> **SOURCE DOCUMENT**

::::::

2. Ferrari 288 GTO Evoluzione
I have never made a secret about my affection to the Ferrari 288 Evoluzione. Almost any other Ferraris could be put on this list. In fact, all 10+1 positions could be held by Ferraris. But there is a special place in my heart for the Evoluzione. To make it short, it is the link between the best two worlds of Ferrari. It connects its most legendary breeds - the GTO and the F-cars. Coming from road racing, the GTO was and is an ultimate choice and pedigree for the task. The 250 may easily be the most exclusive car in the world, while the 288 is almost surely the most beautiful Ferrari. The Evoluzione is the missing link between the 288 and the F40. The F-cars were the Group B and F1 successor jaw-dropping track racing cars no other maker could match. Think of the Enzo FXX Evoluzione as the latest and supreme racing car from Ferrari. The DNA clearly came from 288 Evo, the latter still retaining its road-racing legacy. In one sentence, the 288 GTO Evoluzione sums up Ferrari's best moments. The car may have not turned out to be good looking. I even dare to say that it is ugly. But ugly in a beautiful way. Because it is Ferrari in the making. And creation is beautiful.

1. McLaren F1
You may have guessed it already. And you could come up with important argument points why it shouldn't be no. 1. The reason for it being supreme above everything else is quite clear, though. No other road car has come closest from Formula 1 as this one. And since Formula 1 is the ultimate form and pedigree of automobile racing and engineering, there is no argument left. I might have put something else on the top of my own list, but I just couldn't get around facts. The Veyron may be faster, yes. But it feels more like you're commanding WWII rather simply driving a fast car. The McLaren is the closest to F1 experience as you can get, straight from an F1 maker. Everything from the driver's position to the layout and the characteristics of the car screams its origin. And that root is good. The best.

+1. Brabus EV12 'Black Baron'
Without almost any sense, I almost dare to say it: the Black Baron is one of the best supercars ever made. Brabus takes the muscle car philosophy and applies it on saloons in creating supercars. It shares the engine with the Paganis, though Brabus replaced almost everything in it. It has got a top speed higher than a Zonda or a Huayra. In fact, with it's estimated top speed of 370km/h it is quite close to the Veyron's, making it the fastest saloon ever built. Just think of it: A Veyron-fast car with four doors and a proper-sized boot and all the luxury you can imagine. It does everything. You can take prime ministers and their wives along with with their luggage to their hotel from the airport, get on the Autobahn, hunt down Zondas and then go home taking the kids from school. This all for half the price of the above mentioned supercars. And there is the hideous rear-wheel cover. It is at least as bonker as the scissor doors of the Countach, making that extra strangeness necessary for supercars. In my view, it is a true supercar. But it's just too good to be on the list.

::::::

> **ENTRIES SUPPLIED**

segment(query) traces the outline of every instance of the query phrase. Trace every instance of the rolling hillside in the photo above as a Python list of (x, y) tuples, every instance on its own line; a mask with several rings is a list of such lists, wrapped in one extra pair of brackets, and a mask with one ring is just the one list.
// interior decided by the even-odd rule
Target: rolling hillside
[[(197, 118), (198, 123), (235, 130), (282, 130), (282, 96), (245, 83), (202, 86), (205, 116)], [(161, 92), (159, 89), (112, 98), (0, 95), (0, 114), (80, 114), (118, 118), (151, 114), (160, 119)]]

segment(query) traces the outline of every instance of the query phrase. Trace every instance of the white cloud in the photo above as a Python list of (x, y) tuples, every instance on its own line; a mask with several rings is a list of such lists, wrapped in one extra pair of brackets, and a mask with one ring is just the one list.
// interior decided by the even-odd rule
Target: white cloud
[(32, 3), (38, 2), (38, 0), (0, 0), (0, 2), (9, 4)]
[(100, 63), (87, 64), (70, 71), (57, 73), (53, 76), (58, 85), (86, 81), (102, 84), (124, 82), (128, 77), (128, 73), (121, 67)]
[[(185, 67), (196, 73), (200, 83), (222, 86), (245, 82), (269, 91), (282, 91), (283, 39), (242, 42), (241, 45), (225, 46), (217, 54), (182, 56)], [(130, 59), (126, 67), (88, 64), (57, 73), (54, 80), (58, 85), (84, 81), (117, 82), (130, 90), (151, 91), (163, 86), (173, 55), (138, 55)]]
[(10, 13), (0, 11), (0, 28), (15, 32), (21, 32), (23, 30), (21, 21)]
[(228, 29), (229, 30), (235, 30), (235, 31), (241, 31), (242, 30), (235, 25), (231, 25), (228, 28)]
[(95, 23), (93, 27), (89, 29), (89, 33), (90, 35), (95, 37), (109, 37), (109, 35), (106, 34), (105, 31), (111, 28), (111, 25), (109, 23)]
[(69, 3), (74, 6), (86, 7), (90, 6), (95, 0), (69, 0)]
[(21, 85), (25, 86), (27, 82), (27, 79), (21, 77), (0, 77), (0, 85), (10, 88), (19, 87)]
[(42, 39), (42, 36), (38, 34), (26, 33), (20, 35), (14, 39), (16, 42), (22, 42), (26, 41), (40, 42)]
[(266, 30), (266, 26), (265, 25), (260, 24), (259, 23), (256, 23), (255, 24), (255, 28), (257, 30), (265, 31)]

::::::

Please translate this sentence from the supercar rankings into Spanish: "In one sentence, the 288 GTO Evoluzione sums up Ferrari's best moments."

En una frase, el 288 GTO Evoluzione resume los mejores momentos de Ferrari.